Segment Open

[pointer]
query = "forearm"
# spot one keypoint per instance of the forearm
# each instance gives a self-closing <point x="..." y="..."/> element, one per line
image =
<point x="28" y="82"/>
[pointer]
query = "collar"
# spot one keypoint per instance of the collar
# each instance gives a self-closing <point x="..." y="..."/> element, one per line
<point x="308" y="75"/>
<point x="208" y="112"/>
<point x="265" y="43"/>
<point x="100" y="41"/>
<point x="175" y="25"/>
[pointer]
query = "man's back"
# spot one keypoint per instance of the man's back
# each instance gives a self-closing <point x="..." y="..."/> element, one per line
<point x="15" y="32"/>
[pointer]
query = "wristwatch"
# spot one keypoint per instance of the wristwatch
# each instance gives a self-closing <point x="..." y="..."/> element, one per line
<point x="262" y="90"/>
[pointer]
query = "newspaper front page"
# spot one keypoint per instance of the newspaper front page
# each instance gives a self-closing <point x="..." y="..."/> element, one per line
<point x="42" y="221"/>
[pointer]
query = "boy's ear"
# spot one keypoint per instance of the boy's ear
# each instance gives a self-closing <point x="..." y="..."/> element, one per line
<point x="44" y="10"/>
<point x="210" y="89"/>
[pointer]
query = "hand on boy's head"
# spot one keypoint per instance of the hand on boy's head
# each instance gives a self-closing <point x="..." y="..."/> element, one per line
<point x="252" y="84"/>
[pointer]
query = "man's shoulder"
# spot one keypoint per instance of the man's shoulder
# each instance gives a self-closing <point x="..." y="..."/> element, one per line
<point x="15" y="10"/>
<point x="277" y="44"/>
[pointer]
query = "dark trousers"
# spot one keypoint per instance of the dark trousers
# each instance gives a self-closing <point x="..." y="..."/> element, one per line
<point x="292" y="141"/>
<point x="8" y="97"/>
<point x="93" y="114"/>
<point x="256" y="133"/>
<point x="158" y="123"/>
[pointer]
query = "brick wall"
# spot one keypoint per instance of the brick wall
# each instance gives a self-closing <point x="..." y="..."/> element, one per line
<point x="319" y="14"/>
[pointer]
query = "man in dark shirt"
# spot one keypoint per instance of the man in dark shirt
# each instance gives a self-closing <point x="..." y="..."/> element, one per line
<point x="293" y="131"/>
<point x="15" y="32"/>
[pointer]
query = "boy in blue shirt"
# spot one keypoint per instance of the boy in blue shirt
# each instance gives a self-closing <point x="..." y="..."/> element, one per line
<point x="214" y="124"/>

Segment Closed

### WORK REQUIRED
Reproduce the material exactly. Every line must match.

### SOLUTION TO THIS PROBLEM
[pointer]
query = "forearm"
# spot one keypoint per instance of the forearm
# each instance gives a self-closing <point x="..." y="..."/> element, one per line
image =
<point x="28" y="82"/>
[pointer]
query = "collar"
# spot one keypoint per instance of the collar
# each instance gives a self-closing <point x="..." y="..."/> element, one per line
<point x="308" y="75"/>
<point x="208" y="112"/>
<point x="265" y="43"/>
<point x="100" y="41"/>
<point x="175" y="25"/>
[pointer]
query = "man's back"
# spot one keypoint per instance of the man's back
# each instance gives a self-closing <point x="..." y="..."/> element, one per line
<point x="15" y="32"/>
[pointer]
query = "wristwatch"
# spot one keypoint per instance of the wristwatch
# each instance gives a self-closing <point x="..." y="..."/> element, one per line
<point x="262" y="90"/>
[pointer]
query = "newspaper front page"
# spot one keypoint per instance of the newspaper front page
# each instance gives a self-closing <point x="..." y="..."/> element, one per line
<point x="42" y="221"/>
[pointer]
query = "boy's ear"
# spot one keypoint per instance of the boy's ear
# each instance gives a self-closing <point x="..." y="..."/> element, one per line
<point x="44" y="10"/>
<point x="210" y="89"/>
[pointer]
query = "hand on boy's head"
# spot one keypoint per instance of the hand on boy's head
# each instance gives a self-closing <point x="..." y="..."/> element, one per line
<point x="252" y="84"/>
[pointer]
query = "man's shoulder"
# spot one keypoint per instance of the man's shoulder
# each instance gives a self-closing <point x="..." y="..."/> element, one per line
<point x="15" y="10"/>
<point x="277" y="44"/>
[pointer]
query = "dark trousers"
# spot one keypoint per instance of the dark trousers
# each instance gives a self-closing <point x="..." y="..."/> element, one per line
<point x="292" y="141"/>
<point x="8" y="97"/>
<point x="93" y="114"/>
<point x="256" y="133"/>
<point x="158" y="123"/>
[pointer]
query = "brick wall"
# spot one keypoint per instance of the brick wall
# each instance gives a self-closing <point x="..." y="..."/> element, one per line
<point x="319" y="14"/>
[pointer]
query = "man in dark shirt"
# spot one keypoint per instance of the man in dark shirt
# each instance gives a self-closing <point x="..." y="..."/> element, one per line
<point x="293" y="131"/>
<point x="15" y="32"/>
[pointer]
query = "boy in blue shirt"
# spot one keypoint per instance of the boy in blue shirt
# each instance gives a self-closing <point x="..." y="..."/> element, one per line
<point x="214" y="124"/>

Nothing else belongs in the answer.